====== Records provided

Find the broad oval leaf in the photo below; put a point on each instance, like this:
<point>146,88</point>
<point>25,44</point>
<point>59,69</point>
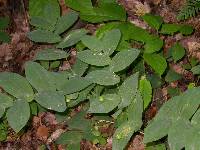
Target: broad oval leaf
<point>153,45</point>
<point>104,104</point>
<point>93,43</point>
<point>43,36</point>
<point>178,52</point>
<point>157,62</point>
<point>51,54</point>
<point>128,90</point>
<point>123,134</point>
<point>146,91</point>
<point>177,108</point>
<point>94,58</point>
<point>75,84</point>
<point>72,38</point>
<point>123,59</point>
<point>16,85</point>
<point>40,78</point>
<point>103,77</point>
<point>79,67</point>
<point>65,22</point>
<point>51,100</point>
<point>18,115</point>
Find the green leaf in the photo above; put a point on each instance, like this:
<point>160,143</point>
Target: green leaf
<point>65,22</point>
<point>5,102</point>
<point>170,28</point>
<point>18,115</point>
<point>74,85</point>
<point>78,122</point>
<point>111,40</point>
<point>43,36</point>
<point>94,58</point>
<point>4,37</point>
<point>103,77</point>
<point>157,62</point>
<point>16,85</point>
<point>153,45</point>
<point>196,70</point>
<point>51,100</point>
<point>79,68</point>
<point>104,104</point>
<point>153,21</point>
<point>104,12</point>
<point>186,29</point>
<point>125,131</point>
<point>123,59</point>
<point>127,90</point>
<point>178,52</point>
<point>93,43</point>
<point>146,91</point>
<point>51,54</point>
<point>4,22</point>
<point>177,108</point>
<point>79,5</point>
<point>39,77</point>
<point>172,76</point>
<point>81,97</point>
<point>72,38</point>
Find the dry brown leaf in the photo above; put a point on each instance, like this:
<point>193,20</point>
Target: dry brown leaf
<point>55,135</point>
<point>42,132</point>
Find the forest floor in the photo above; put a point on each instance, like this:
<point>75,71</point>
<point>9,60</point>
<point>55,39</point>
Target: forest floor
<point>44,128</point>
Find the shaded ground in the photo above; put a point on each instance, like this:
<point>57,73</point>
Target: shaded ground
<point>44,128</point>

============
====== Records provided

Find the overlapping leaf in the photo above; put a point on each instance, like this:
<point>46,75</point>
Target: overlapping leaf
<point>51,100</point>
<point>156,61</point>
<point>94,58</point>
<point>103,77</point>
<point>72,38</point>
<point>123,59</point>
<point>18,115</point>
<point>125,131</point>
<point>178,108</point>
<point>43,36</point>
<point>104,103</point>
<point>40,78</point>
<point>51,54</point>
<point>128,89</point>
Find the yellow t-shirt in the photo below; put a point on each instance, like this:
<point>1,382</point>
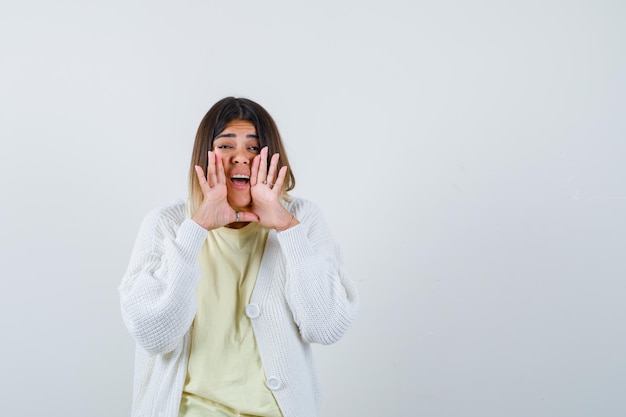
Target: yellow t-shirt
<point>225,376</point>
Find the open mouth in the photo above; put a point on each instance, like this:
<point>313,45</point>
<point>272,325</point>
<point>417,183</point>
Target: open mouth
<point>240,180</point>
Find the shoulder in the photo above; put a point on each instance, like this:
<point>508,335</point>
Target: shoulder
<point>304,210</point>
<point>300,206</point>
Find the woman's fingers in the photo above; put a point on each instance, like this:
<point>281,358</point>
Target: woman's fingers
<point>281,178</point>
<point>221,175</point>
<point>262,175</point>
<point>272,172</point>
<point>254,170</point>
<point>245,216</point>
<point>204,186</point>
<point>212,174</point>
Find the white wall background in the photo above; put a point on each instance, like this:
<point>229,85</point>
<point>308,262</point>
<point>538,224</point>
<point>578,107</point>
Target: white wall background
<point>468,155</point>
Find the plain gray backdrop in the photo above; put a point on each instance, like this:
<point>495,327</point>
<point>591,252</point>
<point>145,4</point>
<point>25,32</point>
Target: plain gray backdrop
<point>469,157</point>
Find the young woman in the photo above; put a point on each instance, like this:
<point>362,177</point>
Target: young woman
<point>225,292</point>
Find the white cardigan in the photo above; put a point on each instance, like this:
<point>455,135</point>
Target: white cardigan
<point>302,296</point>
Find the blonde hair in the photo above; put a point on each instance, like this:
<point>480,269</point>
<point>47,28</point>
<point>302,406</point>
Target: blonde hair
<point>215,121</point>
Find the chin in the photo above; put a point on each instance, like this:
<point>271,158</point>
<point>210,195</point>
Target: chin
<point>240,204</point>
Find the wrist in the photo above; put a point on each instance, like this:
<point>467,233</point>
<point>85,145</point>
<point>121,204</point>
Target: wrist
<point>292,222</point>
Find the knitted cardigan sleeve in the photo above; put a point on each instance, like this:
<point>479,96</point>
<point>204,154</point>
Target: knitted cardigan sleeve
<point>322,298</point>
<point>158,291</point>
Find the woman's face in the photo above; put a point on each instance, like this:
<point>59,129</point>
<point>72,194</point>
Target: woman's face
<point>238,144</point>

============

-- Exercise aim --
Go through the records above, find every line with the word "below", and list those lines.

-- Answer to this task --
Find the broad oval leaf in the photo below; put a point on each instance, like this:
Find the yellow t-shirt in the photo below; put a point on each instance, like this:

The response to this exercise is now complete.